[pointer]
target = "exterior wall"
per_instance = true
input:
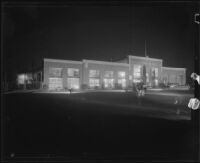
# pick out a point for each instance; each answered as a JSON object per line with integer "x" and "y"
{"x": 165, "y": 74}
{"x": 174, "y": 75}
{"x": 149, "y": 63}
{"x": 64, "y": 65}
{"x": 102, "y": 67}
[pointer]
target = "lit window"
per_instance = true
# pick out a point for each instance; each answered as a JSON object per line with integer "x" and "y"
{"x": 122, "y": 83}
{"x": 55, "y": 72}
{"x": 21, "y": 79}
{"x": 72, "y": 72}
{"x": 94, "y": 73}
{"x": 154, "y": 72}
{"x": 73, "y": 83}
{"x": 108, "y": 83}
{"x": 55, "y": 83}
{"x": 94, "y": 82}
{"x": 147, "y": 77}
{"x": 121, "y": 74}
{"x": 137, "y": 73}
{"x": 108, "y": 74}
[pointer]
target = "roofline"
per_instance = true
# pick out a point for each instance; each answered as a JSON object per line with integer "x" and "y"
{"x": 138, "y": 57}
{"x": 61, "y": 61}
{"x": 105, "y": 62}
{"x": 173, "y": 68}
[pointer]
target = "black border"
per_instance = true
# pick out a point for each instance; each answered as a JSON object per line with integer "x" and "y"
{"x": 195, "y": 114}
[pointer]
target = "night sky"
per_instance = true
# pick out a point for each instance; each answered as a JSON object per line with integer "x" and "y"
{"x": 32, "y": 32}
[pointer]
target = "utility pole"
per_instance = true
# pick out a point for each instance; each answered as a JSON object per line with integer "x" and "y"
{"x": 195, "y": 114}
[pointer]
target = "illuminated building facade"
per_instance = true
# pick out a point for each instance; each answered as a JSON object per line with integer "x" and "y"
{"x": 92, "y": 74}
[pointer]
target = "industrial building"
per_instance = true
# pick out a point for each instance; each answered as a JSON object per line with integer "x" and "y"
{"x": 92, "y": 74}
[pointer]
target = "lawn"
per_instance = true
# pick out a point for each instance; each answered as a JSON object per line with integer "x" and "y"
{"x": 91, "y": 126}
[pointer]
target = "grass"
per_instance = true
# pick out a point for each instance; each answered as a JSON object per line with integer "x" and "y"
{"x": 77, "y": 127}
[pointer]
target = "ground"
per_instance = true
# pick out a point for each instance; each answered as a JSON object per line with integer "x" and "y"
{"x": 97, "y": 126}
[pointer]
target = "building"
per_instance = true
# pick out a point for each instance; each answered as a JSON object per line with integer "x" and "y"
{"x": 92, "y": 74}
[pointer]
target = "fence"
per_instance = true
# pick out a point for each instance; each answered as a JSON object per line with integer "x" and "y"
{"x": 12, "y": 86}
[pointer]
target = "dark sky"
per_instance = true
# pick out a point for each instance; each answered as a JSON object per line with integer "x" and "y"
{"x": 99, "y": 32}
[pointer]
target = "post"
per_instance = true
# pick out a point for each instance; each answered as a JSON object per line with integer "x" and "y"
{"x": 195, "y": 114}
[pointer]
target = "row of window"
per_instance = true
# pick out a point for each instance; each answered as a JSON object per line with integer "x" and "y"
{"x": 108, "y": 82}
{"x": 57, "y": 72}
{"x": 72, "y": 72}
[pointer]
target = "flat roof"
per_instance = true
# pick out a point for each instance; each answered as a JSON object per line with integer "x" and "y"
{"x": 173, "y": 68}
{"x": 138, "y": 57}
{"x": 105, "y": 62}
{"x": 62, "y": 61}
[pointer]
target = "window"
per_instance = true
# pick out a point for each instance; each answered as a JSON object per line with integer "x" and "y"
{"x": 108, "y": 74}
{"x": 108, "y": 83}
{"x": 122, "y": 83}
{"x": 94, "y": 82}
{"x": 94, "y": 74}
{"x": 72, "y": 72}
{"x": 154, "y": 72}
{"x": 147, "y": 77}
{"x": 121, "y": 74}
{"x": 55, "y": 72}
{"x": 73, "y": 83}
{"x": 137, "y": 73}
{"x": 55, "y": 83}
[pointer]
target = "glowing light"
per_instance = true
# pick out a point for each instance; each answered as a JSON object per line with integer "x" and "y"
{"x": 22, "y": 78}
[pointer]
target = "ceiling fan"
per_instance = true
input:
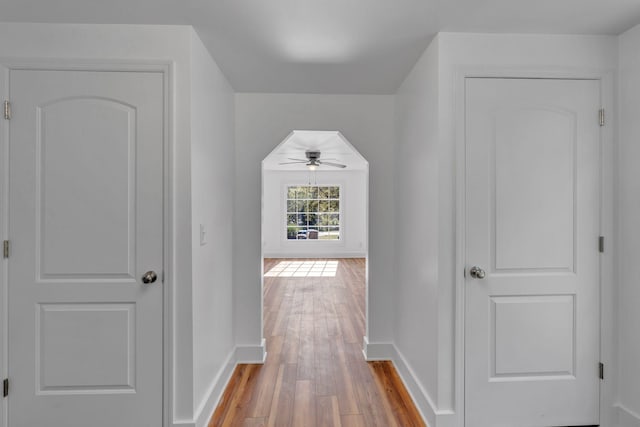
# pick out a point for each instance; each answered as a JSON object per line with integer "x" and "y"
{"x": 313, "y": 161}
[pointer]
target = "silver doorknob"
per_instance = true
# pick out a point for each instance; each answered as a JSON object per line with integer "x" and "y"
{"x": 476, "y": 272}
{"x": 149, "y": 277}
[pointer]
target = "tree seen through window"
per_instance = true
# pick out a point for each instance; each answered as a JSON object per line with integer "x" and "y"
{"x": 313, "y": 212}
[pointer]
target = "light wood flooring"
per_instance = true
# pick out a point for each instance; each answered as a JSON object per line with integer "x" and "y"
{"x": 315, "y": 373}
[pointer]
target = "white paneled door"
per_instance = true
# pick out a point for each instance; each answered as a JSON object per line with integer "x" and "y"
{"x": 86, "y": 225}
{"x": 532, "y": 228}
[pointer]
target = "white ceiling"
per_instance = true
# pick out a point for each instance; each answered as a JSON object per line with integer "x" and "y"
{"x": 332, "y": 46}
{"x": 332, "y": 145}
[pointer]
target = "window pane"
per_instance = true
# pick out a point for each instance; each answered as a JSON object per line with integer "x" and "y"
{"x": 301, "y": 193}
{"x": 313, "y": 192}
{"x": 313, "y": 213}
{"x": 292, "y": 233}
{"x": 312, "y": 219}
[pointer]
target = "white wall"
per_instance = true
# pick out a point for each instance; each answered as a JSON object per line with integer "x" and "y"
{"x": 213, "y": 129}
{"x": 416, "y": 223}
{"x": 212, "y": 165}
{"x": 353, "y": 220}
{"x": 262, "y": 122}
{"x": 629, "y": 229}
{"x": 512, "y": 53}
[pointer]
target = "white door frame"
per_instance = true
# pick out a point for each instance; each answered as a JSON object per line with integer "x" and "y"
{"x": 607, "y": 179}
{"x": 166, "y": 68}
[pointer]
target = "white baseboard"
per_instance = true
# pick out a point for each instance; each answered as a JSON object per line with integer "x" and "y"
{"x": 626, "y": 417}
{"x": 239, "y": 355}
{"x": 421, "y": 398}
{"x": 297, "y": 254}
{"x": 218, "y": 385}
{"x": 251, "y": 353}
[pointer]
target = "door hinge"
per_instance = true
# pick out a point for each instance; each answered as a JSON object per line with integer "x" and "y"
{"x": 601, "y": 370}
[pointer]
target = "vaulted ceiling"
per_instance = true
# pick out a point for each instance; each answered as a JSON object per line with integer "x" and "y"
{"x": 332, "y": 46}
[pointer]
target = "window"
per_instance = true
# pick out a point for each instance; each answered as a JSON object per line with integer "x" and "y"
{"x": 313, "y": 213}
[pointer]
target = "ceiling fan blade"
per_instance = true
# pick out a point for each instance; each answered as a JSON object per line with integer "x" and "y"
{"x": 336, "y": 165}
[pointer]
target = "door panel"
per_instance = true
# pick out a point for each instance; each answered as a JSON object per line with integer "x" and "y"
{"x": 532, "y": 202}
{"x": 85, "y": 221}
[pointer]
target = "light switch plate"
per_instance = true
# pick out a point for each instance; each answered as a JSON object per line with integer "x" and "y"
{"x": 203, "y": 235}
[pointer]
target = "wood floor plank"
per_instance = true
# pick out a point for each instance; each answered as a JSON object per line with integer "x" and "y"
{"x": 315, "y": 373}
{"x": 304, "y": 408}
{"x": 328, "y": 412}
{"x": 353, "y": 420}
{"x": 254, "y": 422}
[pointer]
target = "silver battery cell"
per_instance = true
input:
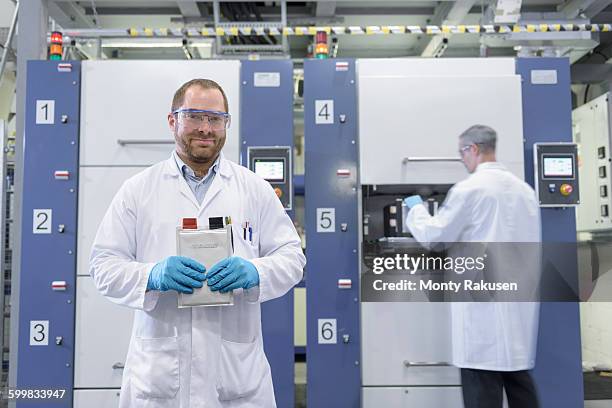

● ● ● ● ●

## Task objective
Would you write out all of the records exactly, omitting the pictures?

## Exercise answer
[pointer]
target = "exterior wall"
per_instance = true
input:
# pick out a point for each instance; each answered as a JSON object per line with integer "x" and "y"
{"x": 165, "y": 74}
{"x": 174, "y": 75}
{"x": 149, "y": 63}
{"x": 64, "y": 65}
{"x": 102, "y": 67}
[pointer]
target = "lit window"
per_instance = true
# pick out a point for each instance; each answered as a JSON object per line with integer "x" and "y"
{"x": 122, "y": 83}
{"x": 55, "y": 72}
{"x": 21, "y": 79}
{"x": 72, "y": 72}
{"x": 94, "y": 73}
{"x": 154, "y": 72}
{"x": 73, "y": 83}
{"x": 108, "y": 83}
{"x": 55, "y": 83}
{"x": 94, "y": 82}
{"x": 147, "y": 77}
{"x": 121, "y": 74}
{"x": 137, "y": 73}
{"x": 108, "y": 74}
[pointer]
target = "roofline"
per_instance = true
# pick out a point for each instance; each answered as a JSON object per line with integer "x" and "y"
{"x": 138, "y": 57}
{"x": 61, "y": 61}
{"x": 105, "y": 62}
{"x": 173, "y": 68}
[pointer]
target = "black border"
per_instance = true
# pick out a point for each instance; each answered as a JSON object per line with integer "x" and "y"
{"x": 195, "y": 114}
[pointer]
target = "night sky"
per_instance = true
# pick out a point for each instance; each answered as a JSON object per line with integer "x" and "y"
{"x": 32, "y": 32}
[pointer]
target = "utility pole"
per_instance = true
# pick out a point for each instance; each answered as a JSON object per line with integer "x" and "y"
{"x": 195, "y": 114}
[pointer]
target = "illuminated building facade"
per_instance = true
# pick out a point for each instance; each answered as a JSON object per line with integer "x" and "y"
{"x": 92, "y": 74}
[pointer]
target = "industrial building"
per_instance = true
# pick out a point for each instance; each answered as a JSON object per line with integer "x" and "y"
{"x": 92, "y": 74}
[pointer]
target = "lawn"
per_instance = true
# pick out a point for each instance; each answered as a JSON object per line with integer "x" and "y"
{"x": 91, "y": 126}
[pointer]
target = "grass"
per_instance = true
# pick out a point for each instance; each answered as a JSON object per line with integer "x" and "y"
{"x": 77, "y": 127}
[pointer]
target = "ground"
per_instance = true
# pick out a point for each instance; each answered as a JSON object per line with integer "x" and "y"
{"x": 97, "y": 126}
[pointer]
target = "building"
per_instance = true
# pick out a point for each instance; each answered as a JSON object per line with integer "x" and "y"
{"x": 92, "y": 74}
[pointer]
target = "fence"
per_instance = true
# pick out a point for each instance; each answered as a JSON object per line with integer "x" and "y"
{"x": 12, "y": 86}
[pointer]
target = "dark sky"
per_instance = true
# pick out a point for each instance; each answered as a JSON object per line with integer "x" and "y"
{"x": 99, "y": 32}
[pointer]
target = "post"
per_instance = true
# pick out a point for each instance; each answered as a JSON object per line with integer "x" and "y"
{"x": 195, "y": 114}
[pointer]
target = "row of window"
per_instance = true
# pick out a point for each instance; each answered as a JSON object per line with integer "x" and "y"
{"x": 108, "y": 82}
{"x": 57, "y": 72}
{"x": 72, "y": 72}
[pointer]
target = "flat roof"
per_instance = true
# pick out a point for each instance; each answered as a JSON object per line with integer "x" and "y"
{"x": 173, "y": 68}
{"x": 138, "y": 57}
{"x": 105, "y": 62}
{"x": 62, "y": 61}
[pointer]
target = "window"
per_instance = true
# pick out a point for each instance; each answered as a JSON object per line with integer "x" and "y"
{"x": 108, "y": 74}
{"x": 108, "y": 83}
{"x": 122, "y": 83}
{"x": 94, "y": 82}
{"x": 94, "y": 74}
{"x": 72, "y": 72}
{"x": 154, "y": 72}
{"x": 147, "y": 77}
{"x": 121, "y": 74}
{"x": 55, "y": 72}
{"x": 73, "y": 83}
{"x": 137, "y": 73}
{"x": 55, "y": 83}
[pointer]
target = "glowing light"
per_instance = true
# pick out a point for each instance; each answered as a JSON object per line with integer "x" and "y"
{"x": 22, "y": 78}
[pointer]
target = "ceiling fan"
per_instance = true
input:
# pick out a point for each instance; each answered as a JSON object per line with integer "x" and "y"
{"x": 313, "y": 161}
[pointer]
target = "silver doorknob"
per_instance = true
# pick out a point for each instance; each answered as a JSON object per line with integer "x" and "y"
{"x": 476, "y": 272}
{"x": 149, "y": 277}
[pointer]
target = "tree seen through window"
per_instance = true
# pick out a point for each instance; each answered as a JSON object per line with integer "x" and "y"
{"x": 313, "y": 212}
[pointer]
target = "light wood flooring"
per_instance = true
# pick out a point for each instance; each answered as a JSON object per line with integer "x" and "y"
{"x": 315, "y": 373}
[pointer]
target = "white paneled door"
per_instance = true
# pick out a point for each instance; each answered as a JSON object per line with integer "x" and "y"
{"x": 86, "y": 225}
{"x": 532, "y": 228}
[pointer]
target = "white ceiling"
per_instance = true
# pick out a point for each instance; each answered as a JSON object per line with integer "x" and "y"
{"x": 332, "y": 46}
{"x": 332, "y": 145}
[pointer]
target = "window pane"
per_instance = true
# pick out a point for each instance; each answered as a JSON object per line with integer "x" and "y"
{"x": 301, "y": 193}
{"x": 313, "y": 192}
{"x": 313, "y": 213}
{"x": 292, "y": 233}
{"x": 312, "y": 219}
[pointer]
target = "white wall"
per_instance = true
# pick out a point for each instance; each answered as a JSON object per line with integer "x" and "y"
{"x": 213, "y": 129}
{"x": 416, "y": 223}
{"x": 212, "y": 165}
{"x": 353, "y": 220}
{"x": 262, "y": 122}
{"x": 629, "y": 229}
{"x": 512, "y": 53}
[pointer]
target = "white door frame"
per_instance = true
# pick out a point for each instance; each answered as a JSON object per line with integer "x" and "y"
{"x": 607, "y": 179}
{"x": 166, "y": 68}
[pointer]
target = "white baseboard"
per_instance = true
# pick out a point for each instance; each answered as a JSON object per line with integer "x" and "y"
{"x": 626, "y": 417}
{"x": 239, "y": 355}
{"x": 421, "y": 398}
{"x": 297, "y": 254}
{"x": 218, "y": 385}
{"x": 251, "y": 353}
[pointer]
target = "door hinge"
per_instance = true
# pick out a point for each instance; each answered as a JSON object per line with integer "x" and "y"
{"x": 601, "y": 370}
[pointer]
target = "vaulted ceiling"
per_instance = true
# pick out a point for each instance; each answered as a JSON object per line with integer "x" and "y"
{"x": 332, "y": 46}
[pointer]
target = "window"
per_instance = true
# pick out a point for each instance; each answered as a JSON object per line with integer "x" and "y"
{"x": 313, "y": 213}
[pointer]
target = "ceiling fan blade"
per_instance = true
# pick out a point for each instance; each answered as a JSON object per line with integer "x" and "y"
{"x": 336, "y": 165}
[pointer]
target = "door panel"
per_instance = true
# pick out a point for each instance; each answered as a JSON object per line with integer "x" and "y"
{"x": 532, "y": 202}
{"x": 85, "y": 221}
[pointer]
target = "light switch plate"
per_instance = true
# pick out a point for each instance; each answered as a JSON object per line with integer "x" and "y"
{"x": 203, "y": 235}
[pointer]
target = "wood floor plank"
per_instance = true
# pick out a point for each instance; each answered as a JSON object per line with integer "x" and "y"
{"x": 315, "y": 373}
{"x": 304, "y": 408}
{"x": 328, "y": 412}
{"x": 353, "y": 420}
{"x": 254, "y": 422}
[pointer]
target = "silver battery cell"
per_instance = true
input:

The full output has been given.